OBJECTIVE: Please rewrite the rows below, replacing "instance" with "occurrence" and leaving everything else unchanged.

TASK INPUT:
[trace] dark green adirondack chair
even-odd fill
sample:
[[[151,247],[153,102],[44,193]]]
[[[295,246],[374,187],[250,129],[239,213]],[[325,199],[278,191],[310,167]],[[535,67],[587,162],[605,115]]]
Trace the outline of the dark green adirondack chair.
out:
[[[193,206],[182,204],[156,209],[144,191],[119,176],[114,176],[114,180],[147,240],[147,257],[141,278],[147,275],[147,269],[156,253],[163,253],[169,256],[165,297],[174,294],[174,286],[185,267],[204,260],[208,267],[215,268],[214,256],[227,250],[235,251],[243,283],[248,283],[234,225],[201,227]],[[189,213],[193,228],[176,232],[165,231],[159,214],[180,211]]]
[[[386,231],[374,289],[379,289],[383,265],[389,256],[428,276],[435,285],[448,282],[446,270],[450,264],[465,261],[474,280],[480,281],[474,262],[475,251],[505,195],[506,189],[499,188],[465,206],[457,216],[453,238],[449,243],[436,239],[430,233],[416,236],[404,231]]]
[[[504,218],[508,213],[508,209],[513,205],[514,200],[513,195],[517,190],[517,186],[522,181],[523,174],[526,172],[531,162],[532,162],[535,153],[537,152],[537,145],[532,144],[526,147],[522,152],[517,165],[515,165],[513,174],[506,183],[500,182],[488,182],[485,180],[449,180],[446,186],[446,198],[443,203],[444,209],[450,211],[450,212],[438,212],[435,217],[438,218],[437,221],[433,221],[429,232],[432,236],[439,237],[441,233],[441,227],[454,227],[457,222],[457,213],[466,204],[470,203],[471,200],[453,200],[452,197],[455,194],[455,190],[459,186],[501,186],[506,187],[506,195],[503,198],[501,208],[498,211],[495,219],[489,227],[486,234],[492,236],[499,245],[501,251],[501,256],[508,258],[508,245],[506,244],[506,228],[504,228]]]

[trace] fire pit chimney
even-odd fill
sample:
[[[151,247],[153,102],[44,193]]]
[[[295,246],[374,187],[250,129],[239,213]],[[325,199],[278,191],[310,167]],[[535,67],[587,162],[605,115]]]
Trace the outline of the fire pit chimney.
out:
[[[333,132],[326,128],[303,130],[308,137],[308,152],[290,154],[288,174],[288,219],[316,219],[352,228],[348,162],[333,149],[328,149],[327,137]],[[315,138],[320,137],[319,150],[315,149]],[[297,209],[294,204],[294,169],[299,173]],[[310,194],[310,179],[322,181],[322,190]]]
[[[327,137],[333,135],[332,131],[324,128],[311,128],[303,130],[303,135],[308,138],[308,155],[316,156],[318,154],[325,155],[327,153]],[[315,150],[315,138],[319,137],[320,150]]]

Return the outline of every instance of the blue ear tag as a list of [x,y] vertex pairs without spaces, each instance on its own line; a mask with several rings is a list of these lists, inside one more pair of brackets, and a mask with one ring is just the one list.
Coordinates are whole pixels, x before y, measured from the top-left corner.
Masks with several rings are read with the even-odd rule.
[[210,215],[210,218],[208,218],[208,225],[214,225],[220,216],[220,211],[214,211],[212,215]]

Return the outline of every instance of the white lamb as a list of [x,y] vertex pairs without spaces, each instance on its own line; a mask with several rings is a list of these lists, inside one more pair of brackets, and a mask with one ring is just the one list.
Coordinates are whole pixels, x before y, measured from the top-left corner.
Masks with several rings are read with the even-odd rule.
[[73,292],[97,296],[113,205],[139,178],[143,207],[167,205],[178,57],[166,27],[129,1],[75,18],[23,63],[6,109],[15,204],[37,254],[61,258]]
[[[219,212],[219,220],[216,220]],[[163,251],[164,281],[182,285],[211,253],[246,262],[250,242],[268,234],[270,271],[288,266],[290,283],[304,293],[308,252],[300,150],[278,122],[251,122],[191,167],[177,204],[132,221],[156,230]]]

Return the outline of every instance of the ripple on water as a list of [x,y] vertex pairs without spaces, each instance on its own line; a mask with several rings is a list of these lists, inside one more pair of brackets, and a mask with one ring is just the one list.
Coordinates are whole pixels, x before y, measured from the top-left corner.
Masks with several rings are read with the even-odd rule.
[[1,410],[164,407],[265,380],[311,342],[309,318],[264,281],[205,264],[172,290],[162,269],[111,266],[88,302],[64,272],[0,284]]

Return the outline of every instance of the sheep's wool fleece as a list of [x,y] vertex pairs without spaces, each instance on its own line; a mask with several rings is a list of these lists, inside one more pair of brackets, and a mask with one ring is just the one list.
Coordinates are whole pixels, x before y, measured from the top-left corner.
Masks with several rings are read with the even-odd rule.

SOLUTION FOR THIS PROBLEM:
[trace] dark green adirondack chair
even-odd fill
sample:
[[[151,247],[153,102],[44,193]]]
[[[295,246],[374,187],[250,129],[239,213]],[[325,199],[278,191],[310,167]],[[535,67],[587,162],[605,115]]]
Trace the outline of the dark green adirondack chair.
out:
[[[193,206],[182,204],[156,209],[144,191],[119,176],[114,176],[114,180],[147,240],[147,257],[141,278],[147,275],[147,269],[156,253],[163,253],[169,256],[165,297],[174,294],[174,286],[185,267],[204,260],[208,267],[215,268],[214,256],[227,250],[235,251],[243,283],[248,283],[234,225],[201,227]],[[189,213],[193,228],[176,232],[165,231],[159,214],[180,211]]]
[[[386,231],[374,289],[379,289],[383,265],[389,256],[428,276],[435,285],[448,282],[446,270],[450,264],[465,261],[474,280],[480,281],[474,262],[475,251],[505,195],[506,189],[499,188],[465,206],[457,216],[453,238],[449,243],[436,239],[430,233],[416,236],[404,231]]]
[[[504,218],[508,213],[508,209],[513,205],[514,200],[513,195],[517,190],[517,186],[522,181],[523,174],[526,172],[531,162],[532,162],[535,153],[537,152],[537,145],[532,144],[526,147],[522,152],[517,165],[515,165],[513,174],[506,183],[500,182],[488,182],[485,180],[449,180],[446,186],[446,198],[443,203],[444,209],[450,211],[450,212],[438,212],[435,217],[438,218],[437,221],[433,221],[429,232],[432,236],[439,237],[441,233],[441,227],[454,227],[457,222],[457,213],[466,204],[470,203],[471,200],[453,200],[452,197],[455,194],[455,190],[459,186],[501,186],[506,187],[506,195],[503,198],[501,208],[498,211],[495,219],[489,227],[486,234],[492,236],[499,245],[501,251],[501,256],[508,258],[508,245],[506,244],[506,228],[504,228]]]

[trace] fire pit chimney
even-odd fill
sample:
[[[151,247],[153,102],[44,193]]]
[[[295,246],[374,187],[250,129],[239,213]],[[325,199],[278,191],[310,167]],[[535,67],[587,162],[605,115]]]
Trace the outline of the fire pit chimney.
out:
[[[333,132],[326,128],[303,130],[308,137],[308,152],[290,154],[288,174],[288,219],[316,219],[352,228],[348,162],[333,149],[328,149],[327,137]],[[315,138],[320,137],[319,150],[315,149]],[[297,209],[294,204],[294,169],[299,173]],[[310,194],[310,179],[322,181],[322,190]]]
[[[327,137],[333,135],[332,131],[324,128],[311,128],[303,130],[303,135],[308,138],[308,155],[316,156],[318,154],[325,155],[327,153]],[[315,150],[315,138],[319,137],[320,150]]]

Return the outline of every occurrence of the blue ear tag as a list of [x,y] vertex pairs without spaces, each occurrence on its own line; a mask with several rings is a list of these lists, inside one more pair of brackets, and a mask with one ring is just the one list.
Coordinates are whole pixels, x before y, measured from the top-left corner.
Masks with several rings are read with the even-odd rule.
[[210,215],[210,218],[208,218],[208,225],[214,225],[220,216],[220,211],[214,211],[212,215]]

Return the outline of every occurrence of the white lamb as a list of [x,y] vertex pairs without spaces, each occurrence on its own line; a mask with several rings is a list of these lists, inside one more pair of brackets, and a mask with one ring is just the one list.
Coordinates are whole pixels, x before y, measured from the top-left corner.
Masks with several rings are read with the even-odd rule.
[[73,292],[97,296],[113,205],[139,178],[143,207],[167,205],[178,57],[166,27],[129,1],[75,18],[23,63],[6,109],[15,204],[37,254],[61,258]]
[[[219,212],[219,220],[216,220]],[[163,251],[164,281],[182,285],[211,253],[246,262],[250,242],[268,234],[270,271],[288,266],[290,283],[304,293],[308,252],[300,150],[278,122],[251,122],[191,167],[177,204],[132,221],[156,230]]]

Return the outline of every occurrence of the ripple on water as a list of [x,y] vertex pairs without spaces, each occurrence on its own line; a mask with several rings is a list of these lists, inside one more pair of brackets, and a mask with one ring is just the one list.
Coordinates are whole pixels, x before y, measured from the top-left corner.
Masks with several rings are read with the even-odd rule.
[[1,410],[164,407],[265,380],[311,342],[309,318],[264,281],[205,264],[172,290],[162,269],[111,266],[88,302],[64,272],[0,284]]

Return the outline of every occurrence of the sheep's wool fleece as a list of [x,y] vertex pairs without spaces, each occurrence on its own line; a mask with several rings is a list of these lists, inside one more pair of brackets, and a mask with one ring is just the one list.
Coordinates are whole pixels, x before y, measured from the top-left corner.
Masks with several rings are read with the even-odd rule.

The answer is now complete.